● **Records from a collection**:
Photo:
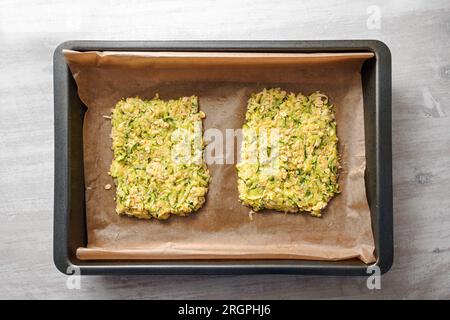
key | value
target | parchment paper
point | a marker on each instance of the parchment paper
(222, 229)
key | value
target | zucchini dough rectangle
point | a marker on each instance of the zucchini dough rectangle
(289, 155)
(153, 179)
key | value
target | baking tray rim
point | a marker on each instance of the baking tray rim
(383, 154)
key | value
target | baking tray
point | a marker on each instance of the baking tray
(69, 201)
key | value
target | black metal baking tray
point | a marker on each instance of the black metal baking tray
(69, 201)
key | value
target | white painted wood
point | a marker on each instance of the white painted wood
(418, 34)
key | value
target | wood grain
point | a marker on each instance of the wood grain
(418, 35)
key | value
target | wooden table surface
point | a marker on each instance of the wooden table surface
(418, 35)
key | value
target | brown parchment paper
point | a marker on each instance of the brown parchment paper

● **Exercise goal**:
Omit every picture, then repeat the remaining data exactly as it appears above.

● **Answer to this problem**:
Photo:
key | value
target | parchment paper
point | a marker on each instance of the parchment paper
(222, 229)
key | value
target | zucchini dough rectangle
point | a marker on each instance of the zucchini dough rectangle
(289, 155)
(153, 179)
key | value
target | baking tray rim
point | a marker on each instance of the baking tray rim
(383, 154)
key | value
target | baking tray
point | a marker on each instance of the baking tray
(69, 201)
key | value
target | black metal baking tray
point | a marker on each instance of the black metal baking tray
(69, 201)
key | value
target | white painted wood
point | a marker on each instance of the white painted wood
(418, 34)
key | value
target | wood grain
point | a marker on each instance of the wood grain
(418, 35)
key | value
target | wooden table surface
point | a marker on each instance of the wooden table surface
(418, 35)
key | value
target | brown parchment paper
point | a marker on each instance of the brown parchment paper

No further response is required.